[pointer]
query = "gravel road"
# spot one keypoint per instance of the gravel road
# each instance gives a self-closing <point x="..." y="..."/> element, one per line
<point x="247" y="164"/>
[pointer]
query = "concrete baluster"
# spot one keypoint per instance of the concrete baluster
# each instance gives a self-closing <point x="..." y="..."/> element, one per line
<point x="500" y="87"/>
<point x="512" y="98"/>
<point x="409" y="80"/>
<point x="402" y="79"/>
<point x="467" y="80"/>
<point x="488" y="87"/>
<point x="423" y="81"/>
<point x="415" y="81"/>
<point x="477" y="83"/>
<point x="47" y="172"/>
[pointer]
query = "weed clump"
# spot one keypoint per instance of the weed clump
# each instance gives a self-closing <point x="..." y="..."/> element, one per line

Instructions to follow: Reproduce all of the data above line for line, changing nothing.

Reply to the task:
[pointer]
query = "gravel road"
# spot one keypoint per instance of the gravel road
# each instance gives a self-closing <point x="..." y="..."/> element, one per line
<point x="247" y="164"/>
[pointer]
query = "concrete baluster"
# spot one keypoint per instance of the concrete baluster
# each instance gives a self-closing <point x="..." y="..."/> element, one per line
<point x="500" y="87"/>
<point x="512" y="98"/>
<point x="409" y="80"/>
<point x="402" y="79"/>
<point x="467" y="80"/>
<point x="488" y="87"/>
<point x="423" y="81"/>
<point x="415" y="81"/>
<point x="477" y="83"/>
<point x="47" y="172"/>
[pointer]
query = "weed clump"
# spot one keypoint per instance of the weed clump
# each instance gives a self-closing <point x="..." y="..."/> element, one per line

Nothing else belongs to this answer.